PASSAGE SHOWN »
━━━━━━━━━━━━━━━━━━━━━━━━━━━━━━

LSU ends road skid, beat Vanderbilt

NASHVILLE, Tenn. — Nobody watching LSU’s scrap against Vanderbilt will brag about it being easy on the eyes.

What’s utterly certain is the Tigers could care less after walking off the floor with a 57-51 victory Thursday against the Commodores.

Not after tumbling into a 16-point hole against the Commodores in the first half.

Forget pulling within a two points four times in the second half but unable to surge ahead.

Or those nine empty trips, possessions squandered where the Tigers (18-11, 9-8 Southeastern Conference) could have tied or taken the lead.

Despite going 36 minutes between leads, swingman Shavon Coleman calmly swished a pair of free throws with roughly three minutes left to put the Tigers ahead, ending a seven-game road losing skid in front of 9,968 at Memorial Gymnasium.

“It was crunch time,” Coleman said. “It needed to happen for us.”

Snatching the prize extracted every ounce of effort to subdue the Commodores (15-14, 7-10), too.

“You’re trying to position yourself,” LSU coach Johnny Jones said. “You want to be executing at your highest level and make plays down the stretch, and we were able to do that.”

LSU also had to shove aside its own worst tendencies.

Trailing by eight points at halftime, the Tigers used less than four minutes to slice the lead down to 37-35 on two free throws from Coleman with 14:54 left.

What came next was a nearly four-minute scoreless gulf of time — a stretch where LSU and Vandy clanked all nine of the shots it put up.

Until Shelby Moats swished a 3-pointer to push the lead back out to five.

So set in a familiar pattern.

LSU forward Jarell Martin darted by Moats down the right side of the lane for a lay-up to draw the Tigers within 43-41 with 7:48 left. Yet LSU frittered away its next two possessions with turnovers.

Rod Odom then fended off the Tigers’ advance with a 3-pointer from the left wing with roughly six minutes to go.

Andre Stringer, who had 11 points and sank 8 of 8 free throws, knocked down a pair to pull within 46-45. Vandy guard Kyle Fuller replied with a lay-up on the other end at the 5:25 mark.

Slowly, Thursday began to take the eerie form of missed chances away from Baton Rouge at Ole Miss, Alabama and Kentucky — all losses where the Tigers failed to execute in the waning stretches.

“I know everybody felt it,” Stringer said. “I was thinking it as well. All of the games we’ve lost have gone back to that.”

It certainly resembled them, too.

Again, a lax start defensively left LSU scrambling while its offense sputtered.

Over a 5:31 scoring drought, Vanderbilt popped of an 11-0 run capped by an Odom jumper on the right win to make it 15-4.

Worse, it was just a preview of more woes for LSU, which shot a season-worst 26.7 percent in the first half and failed to capitalize around the rim with Jones sitting for 13 minutes in foul trouble.

In between an Johnny O’Bryant stickback at 9:20 and a layup at 2:32, Vanderbilt had stretched its lead out to 28-12, largely behind the jump shooting of Odom and Luke Kornet.

━━━━━━━━━━━━━━━━━━━━━━━━━━━━━━

(Data entries)

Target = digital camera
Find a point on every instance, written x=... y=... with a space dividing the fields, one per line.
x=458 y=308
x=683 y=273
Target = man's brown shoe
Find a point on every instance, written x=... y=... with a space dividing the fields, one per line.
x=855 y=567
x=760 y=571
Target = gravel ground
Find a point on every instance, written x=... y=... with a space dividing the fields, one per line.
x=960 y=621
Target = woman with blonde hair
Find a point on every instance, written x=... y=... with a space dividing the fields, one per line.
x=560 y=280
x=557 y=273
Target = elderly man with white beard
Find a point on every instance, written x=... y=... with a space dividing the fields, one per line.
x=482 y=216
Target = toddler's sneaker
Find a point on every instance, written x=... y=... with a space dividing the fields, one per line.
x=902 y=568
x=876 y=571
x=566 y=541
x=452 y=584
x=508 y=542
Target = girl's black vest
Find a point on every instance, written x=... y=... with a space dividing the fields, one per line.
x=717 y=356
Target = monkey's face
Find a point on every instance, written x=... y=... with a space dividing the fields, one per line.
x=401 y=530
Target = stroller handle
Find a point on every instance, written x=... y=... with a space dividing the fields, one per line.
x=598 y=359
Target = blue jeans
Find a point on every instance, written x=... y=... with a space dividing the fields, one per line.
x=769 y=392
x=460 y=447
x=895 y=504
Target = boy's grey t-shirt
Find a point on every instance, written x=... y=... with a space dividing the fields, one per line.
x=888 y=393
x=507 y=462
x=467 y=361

━━━━━━━━━━━━━━━━━━━━━━━━━━━━━━

TASKS FOR THIS EXERCISE »
a) Translate the sentence "LSU also had to shove aside its own worst tendencies." from the basketball game report into Spanish.
b) Update the stretch of entries from the start of the entries through the line containing "x=717 y=356" by replacing "Target" with "Object", leaving all else unchanged, and provide only those lines.

SOLVED PROBLEMS »
a) LSU también tuvo que dejar de lado sus peores tendencias.

b)
Object = digital camera
Find a point on every instance, written x=... y=... with a space dividing the fields, one per line.
x=458 y=308
x=683 y=273
Object = man's brown shoe
Find a point on every instance, written x=... y=... with a space dividing the fields, one per line.
x=855 y=567
x=760 y=571
Object = gravel ground
Find a point on every instance, written x=... y=... with a space dividing the fields, one per line.
x=960 y=621
Object = woman with blonde hair
Find a point on every instance, written x=... y=... with a space dividing the fields, one per line.
x=560 y=280
x=557 y=273
Object = elderly man with white beard
Find a point on every instance, written x=... y=... with a space dividing the fields, one per line.
x=482 y=216
Object = toddler's sneaker
Find a point on every instance, written x=... y=... with a space dividing the fields, one per line.
x=902 y=568
x=876 y=571
x=566 y=541
x=452 y=584
x=508 y=542
Object = girl's black vest
Find a point on every instance, written x=... y=... with a space dividing the fields, one per line.
x=717 y=356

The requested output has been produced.